## WORK TASK
Every entry needs to appear again exactly as written below.

## MATERIAL SUPPLIED
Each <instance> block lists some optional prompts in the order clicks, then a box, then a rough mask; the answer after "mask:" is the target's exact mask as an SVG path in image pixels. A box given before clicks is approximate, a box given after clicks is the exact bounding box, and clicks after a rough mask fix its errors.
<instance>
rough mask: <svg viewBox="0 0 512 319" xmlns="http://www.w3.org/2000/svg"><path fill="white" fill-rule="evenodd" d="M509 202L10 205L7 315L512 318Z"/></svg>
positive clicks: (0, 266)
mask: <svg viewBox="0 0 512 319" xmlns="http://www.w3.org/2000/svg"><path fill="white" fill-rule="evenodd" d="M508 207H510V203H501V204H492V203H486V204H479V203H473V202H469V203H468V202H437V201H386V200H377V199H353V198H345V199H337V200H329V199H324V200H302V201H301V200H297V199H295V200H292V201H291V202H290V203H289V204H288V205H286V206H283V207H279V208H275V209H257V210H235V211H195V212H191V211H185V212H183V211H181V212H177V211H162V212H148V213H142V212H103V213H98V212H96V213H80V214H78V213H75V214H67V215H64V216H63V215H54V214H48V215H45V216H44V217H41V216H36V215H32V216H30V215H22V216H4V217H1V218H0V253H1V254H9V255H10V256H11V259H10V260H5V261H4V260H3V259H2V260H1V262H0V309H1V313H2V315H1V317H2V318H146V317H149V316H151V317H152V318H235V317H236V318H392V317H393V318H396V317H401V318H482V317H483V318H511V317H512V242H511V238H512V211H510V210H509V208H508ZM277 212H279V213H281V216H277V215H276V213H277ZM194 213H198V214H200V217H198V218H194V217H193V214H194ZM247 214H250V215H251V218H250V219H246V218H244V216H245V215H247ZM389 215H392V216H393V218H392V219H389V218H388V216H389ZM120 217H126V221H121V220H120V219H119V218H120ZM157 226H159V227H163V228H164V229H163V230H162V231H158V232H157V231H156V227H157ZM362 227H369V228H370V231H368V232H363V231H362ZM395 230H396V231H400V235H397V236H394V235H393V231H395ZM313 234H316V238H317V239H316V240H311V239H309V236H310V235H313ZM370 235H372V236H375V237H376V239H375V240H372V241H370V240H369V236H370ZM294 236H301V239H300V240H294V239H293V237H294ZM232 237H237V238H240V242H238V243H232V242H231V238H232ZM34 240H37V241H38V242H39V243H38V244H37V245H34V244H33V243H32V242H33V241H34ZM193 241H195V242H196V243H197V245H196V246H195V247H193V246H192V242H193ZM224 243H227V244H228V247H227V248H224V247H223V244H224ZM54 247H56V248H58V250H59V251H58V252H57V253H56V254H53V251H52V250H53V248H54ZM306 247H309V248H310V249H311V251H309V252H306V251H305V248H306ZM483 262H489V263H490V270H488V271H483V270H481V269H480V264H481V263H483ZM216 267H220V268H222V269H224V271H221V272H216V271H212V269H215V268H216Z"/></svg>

## TASK RESPONSE
Each <instance> block lists some optional prompts in the order clicks, then a box, then a rough mask; the answer after "mask:" is the target's exact mask as an SVG path in image pixels. A box given before clicks is approximate, a box given after clicks is the exact bounding box, and clicks after a rough mask fix its errors.
<instance>
rough mask: <svg viewBox="0 0 512 319" xmlns="http://www.w3.org/2000/svg"><path fill="white" fill-rule="evenodd" d="M509 202L10 205L7 315L512 318Z"/></svg>
positive clicks: (0, 266)
mask: <svg viewBox="0 0 512 319" xmlns="http://www.w3.org/2000/svg"><path fill="white" fill-rule="evenodd" d="M508 207H510V203H501V204H492V203H486V204H479V203H473V202H469V203H468V202H437V201H386V200H377V199H353V198H345V199H337V200H329V199H324V200H302V201H301V200H297V199H295V200H292V201H291V202H290V203H289V204H288V205H286V206H283V207H279V208H275V209H257V210H235V211H195V212H191V211H185V212H183V211H181V212H177V211H162V212H148V213H142V212H103V213H98V212H96V213H80V214H78V213H75V214H67V215H64V216H63V215H54V214H48V215H45V216H44V217H41V216H36V215H32V216H30V215H22V216H4V217H1V218H0V253H1V254H9V255H10V256H11V259H10V260H5V261H4V260H3V259H2V260H1V262H0V309H1V313H2V315H1V317H2V318H146V317H149V316H151V317H152V318H235V317H236V318H392V317H393V318H396V317H401V318H482V317H483V318H511V317H512V242H511V238H512V211H510V210H509V208H508ZM277 212H279V213H281V216H277V215H276V213H277ZM194 213H198V214H200V217H198V218H194V217H193V214H194ZM247 214H250V215H251V218H250V219H246V218H244V216H245V215H247ZM389 215H392V216H393V218H392V219H389V218H388V216H389ZM120 217H126V221H121V220H120V219H119V218H120ZM157 226H159V227H163V228H164V229H163V230H162V231H158V232H157V231H156V227H157ZM362 227H369V228H370V231H368V232H363V231H362ZM395 230H396V231H400V235H397V236H394V235H393V231H395ZM313 234H316V238H317V239H316V240H311V239H309V236H310V235H313ZM370 235H372V236H375V237H376V239H375V240H372V241H370V240H369V236H370ZM294 236H301V239H300V240H294V239H293V237H294ZM232 237H237V238H240V242H238V243H232V242H231V238H232ZM34 240H37V241H38V242H39V243H38V244H37V245H34V244H33V243H32V242H33V241H34ZM193 241H195V242H196V243H197V245H196V246H195V247H193V246H192V242H193ZM224 243H227V244H228V247H227V248H224V247H223V244H224ZM54 247H56V248H58V250H59V251H58V252H57V253H56V254H53V251H52V250H53V248H54ZM306 247H309V248H310V249H311V251H309V252H306V251H305V248H306ZM483 262H489V263H490V270H488V271H483V270H481V269H480V264H481V263H483ZM216 267H220V268H222V269H224V271H221V272H216V271H212V269H215V268H216Z"/></svg>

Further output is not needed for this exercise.